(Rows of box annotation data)
###

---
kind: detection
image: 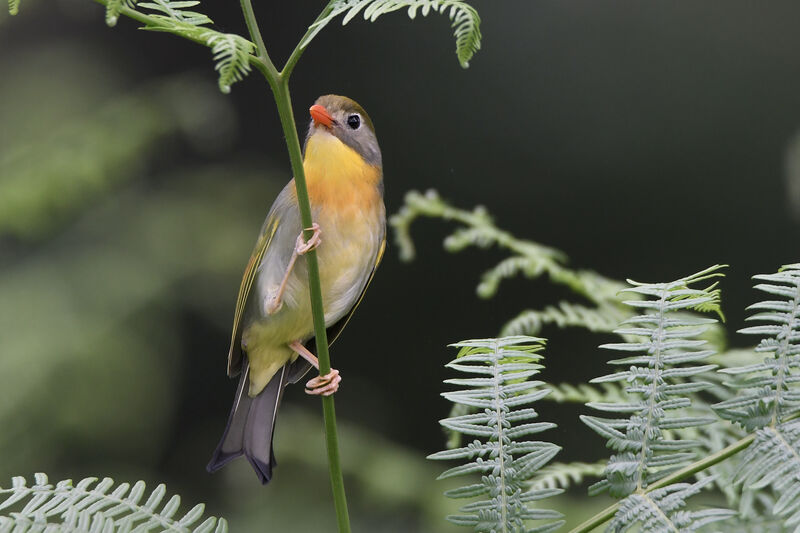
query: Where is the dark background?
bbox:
[0,0,800,531]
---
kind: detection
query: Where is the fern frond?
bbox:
[736,419,800,527]
[530,461,606,490]
[300,0,481,68]
[106,0,139,27]
[428,336,564,531]
[608,478,736,533]
[389,190,629,308]
[714,264,800,430]
[545,383,630,404]
[581,265,722,497]
[200,31,256,94]
[500,302,627,335]
[0,474,228,533]
[139,0,212,26]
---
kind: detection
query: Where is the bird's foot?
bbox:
[306,368,342,396]
[264,285,283,315]
[294,222,322,255]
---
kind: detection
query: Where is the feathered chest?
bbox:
[303,131,383,217]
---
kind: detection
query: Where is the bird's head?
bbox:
[306,94,382,167]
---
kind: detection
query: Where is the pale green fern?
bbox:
[104,0,256,94]
[608,479,735,533]
[714,263,800,430]
[0,474,228,533]
[581,265,733,531]
[428,336,563,532]
[106,0,138,27]
[500,301,626,335]
[201,32,255,94]
[714,263,800,526]
[530,461,606,490]
[389,190,632,335]
[139,0,212,26]
[300,0,481,68]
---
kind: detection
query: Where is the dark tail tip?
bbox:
[245,450,278,485]
[206,359,286,485]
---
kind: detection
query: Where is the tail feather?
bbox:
[206,358,288,484]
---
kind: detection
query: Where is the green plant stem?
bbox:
[241,0,350,533]
[89,0,350,533]
[570,434,756,533]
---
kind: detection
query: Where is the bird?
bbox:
[207,94,386,484]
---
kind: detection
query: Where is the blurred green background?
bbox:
[0,0,800,532]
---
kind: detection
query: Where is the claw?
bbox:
[306,368,342,396]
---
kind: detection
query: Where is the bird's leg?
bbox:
[265,222,322,315]
[289,341,342,396]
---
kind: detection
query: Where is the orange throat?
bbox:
[303,129,382,216]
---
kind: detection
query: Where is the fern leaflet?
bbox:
[504,302,626,335]
[106,0,138,27]
[300,0,481,68]
[581,265,722,497]
[530,461,606,490]
[714,263,800,430]
[428,336,564,532]
[139,0,212,26]
[201,32,255,94]
[608,478,736,533]
[0,474,228,533]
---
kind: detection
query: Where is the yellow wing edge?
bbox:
[228,217,278,377]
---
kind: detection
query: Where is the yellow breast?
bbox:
[303,128,382,214]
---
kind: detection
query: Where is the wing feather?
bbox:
[228,211,280,377]
[302,233,386,362]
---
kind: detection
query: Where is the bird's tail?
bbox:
[206,358,289,484]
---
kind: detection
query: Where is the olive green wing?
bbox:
[286,232,386,383]
[228,214,280,377]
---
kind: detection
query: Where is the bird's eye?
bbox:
[347,115,361,130]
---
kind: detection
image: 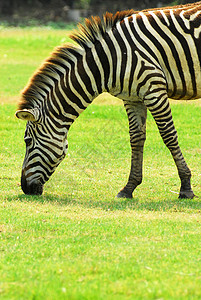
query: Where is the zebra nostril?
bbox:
[21,170,43,195]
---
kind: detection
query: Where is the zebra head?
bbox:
[16,108,68,195]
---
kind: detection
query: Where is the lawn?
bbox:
[0,28,201,300]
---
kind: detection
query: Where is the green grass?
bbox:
[0,29,201,300]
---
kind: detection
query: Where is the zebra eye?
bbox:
[24,137,32,147]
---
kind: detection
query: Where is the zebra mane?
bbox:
[70,9,136,48]
[18,2,201,110]
[18,10,136,110]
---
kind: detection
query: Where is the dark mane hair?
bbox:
[19,2,201,109]
[18,10,135,109]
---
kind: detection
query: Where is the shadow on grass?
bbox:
[8,194,201,213]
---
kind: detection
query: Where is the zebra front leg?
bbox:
[145,98,195,198]
[117,101,147,198]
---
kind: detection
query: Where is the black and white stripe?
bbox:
[16,2,201,198]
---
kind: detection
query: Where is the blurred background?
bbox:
[0,0,196,25]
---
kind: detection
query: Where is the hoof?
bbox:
[179,190,195,199]
[117,189,133,199]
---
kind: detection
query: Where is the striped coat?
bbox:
[16,2,201,198]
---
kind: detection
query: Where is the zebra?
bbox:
[16,2,201,198]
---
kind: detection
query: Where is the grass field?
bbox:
[0,28,201,300]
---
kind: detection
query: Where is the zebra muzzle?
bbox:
[21,171,43,195]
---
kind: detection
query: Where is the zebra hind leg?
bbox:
[117,101,147,198]
[145,99,195,199]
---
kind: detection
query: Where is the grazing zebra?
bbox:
[16,2,201,198]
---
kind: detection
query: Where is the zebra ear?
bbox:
[15,108,40,122]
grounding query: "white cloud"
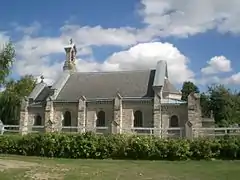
[140,0,240,36]
[224,72,240,85]
[15,39,194,83]
[7,0,240,86]
[201,56,232,75]
[0,31,9,46]
[105,42,194,83]
[74,42,194,83]
[12,21,41,35]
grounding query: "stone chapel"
[20,41,208,136]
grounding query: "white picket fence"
[0,125,240,137]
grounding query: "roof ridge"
[72,69,155,74]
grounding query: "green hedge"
[0,133,240,160]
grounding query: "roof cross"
[40,75,44,83]
[69,38,73,44]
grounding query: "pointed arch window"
[63,111,72,126]
[169,115,179,128]
[96,111,106,127]
[134,110,143,127]
[34,114,42,126]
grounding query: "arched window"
[169,115,179,127]
[96,111,106,127]
[134,110,143,127]
[34,114,42,126]
[63,111,71,126]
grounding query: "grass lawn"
[0,155,240,180]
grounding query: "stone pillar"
[111,93,122,134]
[19,97,29,135]
[45,98,55,132]
[188,93,202,136]
[77,96,86,133]
[153,90,162,136]
[161,113,169,138]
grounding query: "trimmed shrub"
[0,133,240,160]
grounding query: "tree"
[0,42,15,88]
[200,93,211,117]
[181,81,199,101]
[0,75,37,124]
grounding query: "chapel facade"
[20,41,210,137]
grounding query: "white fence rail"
[0,125,240,137]
[193,127,240,137]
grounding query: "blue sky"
[0,0,240,88]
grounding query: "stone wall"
[122,101,153,133]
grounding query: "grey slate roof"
[56,70,178,101]
[163,79,180,94]
[56,70,155,101]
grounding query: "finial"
[40,75,44,83]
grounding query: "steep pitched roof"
[56,70,155,101]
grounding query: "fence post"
[185,121,193,140]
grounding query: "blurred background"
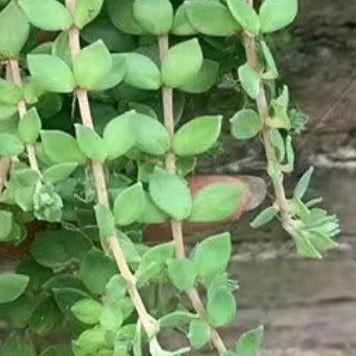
[201,0,356,356]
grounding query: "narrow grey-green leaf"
[75,124,107,163]
[235,325,264,356]
[103,111,136,159]
[73,40,113,90]
[227,0,260,36]
[18,0,73,31]
[186,0,240,37]
[124,53,161,90]
[27,54,75,93]
[230,109,263,140]
[294,167,314,199]
[161,38,203,88]
[133,0,173,36]
[0,273,30,304]
[73,0,104,28]
[238,63,261,99]
[259,0,298,33]
[178,59,219,94]
[172,116,222,156]
[149,168,192,221]
[17,107,42,143]
[114,182,145,226]
[41,130,86,163]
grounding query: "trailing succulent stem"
[0,0,339,356]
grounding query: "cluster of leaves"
[0,0,338,356]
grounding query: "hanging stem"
[158,35,226,353]
[243,0,292,230]
[6,59,41,174]
[66,0,155,338]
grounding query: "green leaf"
[95,54,127,90]
[18,0,73,31]
[206,288,237,327]
[0,78,22,105]
[172,116,222,156]
[1,332,36,356]
[73,40,113,90]
[0,1,30,58]
[193,232,231,278]
[75,124,107,163]
[80,17,136,53]
[238,63,261,99]
[230,109,263,140]
[251,206,278,229]
[30,230,92,269]
[178,59,219,94]
[40,345,74,356]
[133,0,173,36]
[114,182,145,226]
[106,0,145,35]
[43,162,78,184]
[0,210,13,242]
[227,0,260,36]
[27,54,75,93]
[124,53,161,90]
[161,38,203,88]
[167,258,197,291]
[103,111,136,159]
[100,302,124,332]
[131,113,171,156]
[17,107,42,143]
[0,273,30,304]
[149,168,192,221]
[259,0,298,33]
[138,192,168,224]
[186,0,239,37]
[29,297,63,336]
[261,41,278,80]
[41,130,86,163]
[70,298,103,325]
[33,183,63,223]
[79,249,117,295]
[235,325,264,356]
[0,133,25,156]
[189,183,245,222]
[188,319,210,350]
[294,167,314,199]
[73,0,104,29]
[171,3,197,36]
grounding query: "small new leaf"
[75,124,107,163]
[172,116,222,156]
[17,107,42,143]
[161,38,203,88]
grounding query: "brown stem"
[158,35,226,353]
[243,8,291,230]
[66,0,155,338]
[7,59,41,174]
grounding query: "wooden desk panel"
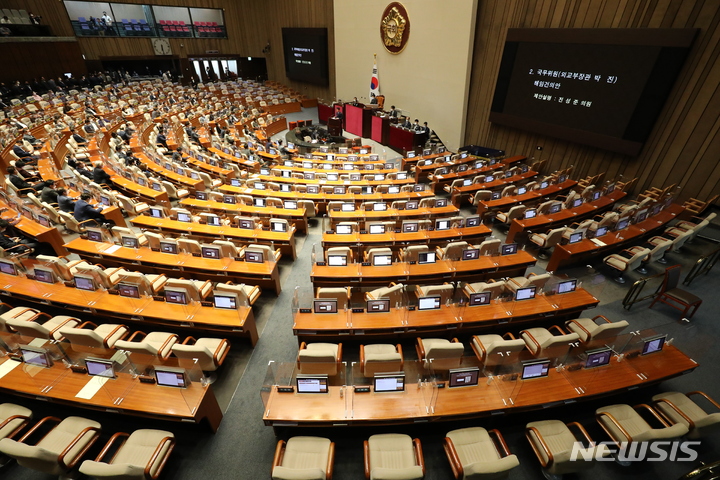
[65,238,280,295]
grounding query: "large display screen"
[490,28,697,155]
[282,28,329,85]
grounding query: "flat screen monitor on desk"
[418,297,440,310]
[85,357,116,378]
[500,243,517,255]
[515,285,535,300]
[418,252,437,265]
[19,345,52,368]
[367,299,390,313]
[328,255,347,267]
[448,367,480,388]
[520,360,550,380]
[295,374,330,393]
[640,335,667,355]
[468,292,492,307]
[154,367,190,388]
[585,347,612,368]
[373,373,405,393]
[372,255,392,267]
[313,298,337,313]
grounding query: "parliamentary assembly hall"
[0,0,720,480]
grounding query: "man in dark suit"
[73,193,106,225]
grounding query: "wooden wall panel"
[465,0,720,199]
[3,0,335,99]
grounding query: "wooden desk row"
[131,215,296,260]
[0,273,258,346]
[310,250,536,287]
[293,288,599,343]
[65,238,280,295]
[547,204,684,272]
[263,346,698,427]
[506,190,627,243]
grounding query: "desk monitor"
[313,298,337,313]
[19,345,52,368]
[373,372,405,393]
[418,252,437,265]
[448,367,480,388]
[154,367,190,388]
[165,287,188,305]
[435,220,450,230]
[200,245,222,259]
[520,360,550,380]
[585,347,612,368]
[295,374,330,393]
[465,217,480,227]
[120,235,140,248]
[556,278,577,293]
[372,255,392,267]
[245,250,264,263]
[367,299,390,313]
[500,243,517,255]
[85,357,116,378]
[118,283,140,298]
[468,292,492,307]
[34,265,55,283]
[370,223,385,234]
[640,334,667,355]
[328,255,347,267]
[615,217,630,231]
[270,220,288,232]
[568,232,583,244]
[462,248,480,260]
[515,285,536,300]
[73,274,97,292]
[0,260,17,275]
[418,297,440,310]
[213,292,240,310]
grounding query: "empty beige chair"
[297,342,342,376]
[443,427,520,480]
[315,287,351,310]
[0,403,32,439]
[520,325,580,362]
[415,283,455,305]
[470,332,525,367]
[272,437,335,480]
[80,429,175,480]
[360,343,404,377]
[172,337,230,372]
[115,331,178,360]
[60,322,128,348]
[595,403,689,447]
[505,273,552,294]
[415,338,465,371]
[603,247,650,283]
[0,417,100,475]
[565,315,628,347]
[525,420,610,479]
[652,391,720,439]
[363,433,425,480]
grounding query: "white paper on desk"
[103,245,120,254]
[75,377,108,400]
[0,358,20,378]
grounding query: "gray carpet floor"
[0,107,720,480]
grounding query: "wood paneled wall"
[3,0,335,99]
[465,0,720,199]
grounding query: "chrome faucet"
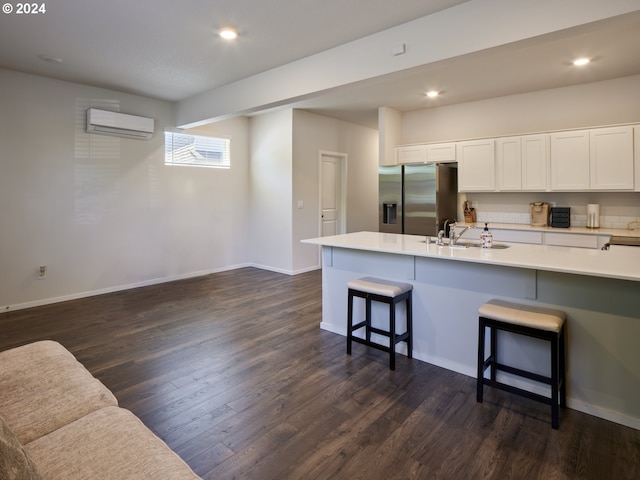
[449,223,476,245]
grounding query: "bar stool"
[347,277,413,370]
[476,300,567,429]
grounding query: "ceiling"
[0,0,640,128]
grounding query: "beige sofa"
[0,341,200,480]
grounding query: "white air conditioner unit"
[87,108,153,140]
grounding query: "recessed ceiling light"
[220,28,238,40]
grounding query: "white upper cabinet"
[496,137,522,191]
[427,142,456,163]
[550,130,589,191]
[396,145,427,165]
[456,138,496,192]
[522,135,549,192]
[589,127,634,190]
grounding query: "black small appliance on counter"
[549,207,571,228]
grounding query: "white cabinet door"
[396,145,427,165]
[496,137,522,191]
[522,135,549,192]
[456,138,496,192]
[426,142,456,163]
[589,127,634,190]
[550,130,589,191]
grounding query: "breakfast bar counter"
[303,232,640,429]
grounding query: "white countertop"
[457,222,640,237]
[302,232,640,281]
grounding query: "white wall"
[0,70,248,311]
[249,110,293,272]
[402,75,640,143]
[292,110,378,271]
[401,75,640,228]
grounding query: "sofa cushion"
[0,417,42,480]
[0,340,118,445]
[25,407,200,480]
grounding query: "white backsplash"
[461,192,640,229]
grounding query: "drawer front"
[544,233,598,248]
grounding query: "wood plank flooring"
[0,268,640,480]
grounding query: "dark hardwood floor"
[0,268,640,480]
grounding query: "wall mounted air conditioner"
[87,108,153,140]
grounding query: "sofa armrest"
[0,340,118,444]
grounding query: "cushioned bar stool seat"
[477,300,567,429]
[347,277,413,370]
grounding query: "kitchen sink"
[420,237,509,250]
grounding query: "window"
[164,132,231,168]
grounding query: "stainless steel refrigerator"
[378,163,458,235]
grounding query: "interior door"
[320,153,345,237]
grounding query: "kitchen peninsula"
[303,232,640,429]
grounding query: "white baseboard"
[0,264,251,314]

###

TASK DESCRIPTION => Rewrite the items starting at the very beginning and ending at the line that contains "[206,359,286,485]", putting "prompt" in place of every "query" and keeping everything else the same. Leave out the picture in your version.

PROBLEM SOLUTION =>
---
kind: detection
image: 
prompt: Where is the dark background?
bbox:
[0,0,800,531]
---
kind: detection
prompt: Where is the fern frond?
bbox:
[736,419,800,527]
[530,461,606,490]
[300,0,481,68]
[106,0,139,27]
[428,336,564,531]
[608,478,736,533]
[389,190,629,308]
[714,264,800,430]
[545,383,630,404]
[581,265,722,497]
[200,31,256,94]
[500,302,627,335]
[0,474,228,533]
[139,0,212,26]
---
kind: detection
prompt: Where is the bird's foot?
bbox:
[306,368,342,396]
[264,285,283,315]
[294,222,322,255]
---
kind: detection
prompt: Where is the feathered chest?
bbox:
[303,131,383,217]
---
kind: detection
prompt: Where is the bird's head?
bbox:
[306,94,382,167]
---
kind: detection
prompt: Where is the pale green fern?
bbox:
[104,0,256,94]
[608,479,735,533]
[714,263,800,430]
[0,474,228,533]
[581,265,733,531]
[428,336,563,532]
[106,0,138,27]
[500,301,626,335]
[201,32,255,94]
[714,263,800,526]
[530,461,606,490]
[389,190,632,335]
[139,0,212,26]
[300,0,481,68]
---
kind: detection
prompt: Where is the dark tail tip?
bbox:
[245,450,278,485]
[206,359,286,485]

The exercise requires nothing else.